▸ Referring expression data
Start of Block

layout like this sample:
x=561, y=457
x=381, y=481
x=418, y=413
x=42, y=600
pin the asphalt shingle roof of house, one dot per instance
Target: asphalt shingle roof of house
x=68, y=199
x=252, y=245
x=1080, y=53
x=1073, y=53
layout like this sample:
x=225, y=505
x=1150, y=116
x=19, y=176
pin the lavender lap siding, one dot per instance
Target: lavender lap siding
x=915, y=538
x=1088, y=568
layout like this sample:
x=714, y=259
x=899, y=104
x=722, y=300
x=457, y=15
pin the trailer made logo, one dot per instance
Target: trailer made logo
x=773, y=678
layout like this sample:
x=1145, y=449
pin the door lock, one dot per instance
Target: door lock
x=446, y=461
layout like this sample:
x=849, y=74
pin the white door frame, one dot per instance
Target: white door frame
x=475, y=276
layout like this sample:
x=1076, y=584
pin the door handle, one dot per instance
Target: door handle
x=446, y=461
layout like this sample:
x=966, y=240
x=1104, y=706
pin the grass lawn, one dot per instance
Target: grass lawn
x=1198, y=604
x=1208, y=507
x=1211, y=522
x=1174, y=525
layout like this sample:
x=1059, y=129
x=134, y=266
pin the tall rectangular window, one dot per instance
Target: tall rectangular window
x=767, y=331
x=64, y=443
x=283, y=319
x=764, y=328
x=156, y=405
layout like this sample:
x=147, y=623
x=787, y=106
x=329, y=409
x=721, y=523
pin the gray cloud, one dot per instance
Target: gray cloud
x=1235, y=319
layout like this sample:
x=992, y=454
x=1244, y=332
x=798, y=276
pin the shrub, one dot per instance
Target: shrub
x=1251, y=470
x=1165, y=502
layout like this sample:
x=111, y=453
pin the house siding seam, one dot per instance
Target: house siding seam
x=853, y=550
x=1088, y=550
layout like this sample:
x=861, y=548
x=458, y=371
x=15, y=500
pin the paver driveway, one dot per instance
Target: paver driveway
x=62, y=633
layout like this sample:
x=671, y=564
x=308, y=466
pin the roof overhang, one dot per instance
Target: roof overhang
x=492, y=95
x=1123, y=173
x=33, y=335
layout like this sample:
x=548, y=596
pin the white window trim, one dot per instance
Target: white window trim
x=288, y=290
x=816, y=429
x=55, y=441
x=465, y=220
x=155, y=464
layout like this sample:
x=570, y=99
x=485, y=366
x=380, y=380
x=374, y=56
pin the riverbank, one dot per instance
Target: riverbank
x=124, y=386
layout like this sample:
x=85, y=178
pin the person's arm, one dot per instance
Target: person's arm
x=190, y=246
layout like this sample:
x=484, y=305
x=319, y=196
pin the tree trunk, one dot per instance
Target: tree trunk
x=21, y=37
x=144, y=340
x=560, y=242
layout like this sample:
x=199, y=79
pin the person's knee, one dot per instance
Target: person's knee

End of Block

▸ Task objective
Count how many lines of the records hold the string "knee"; the answer is that number alone.

▸ Expected answer
2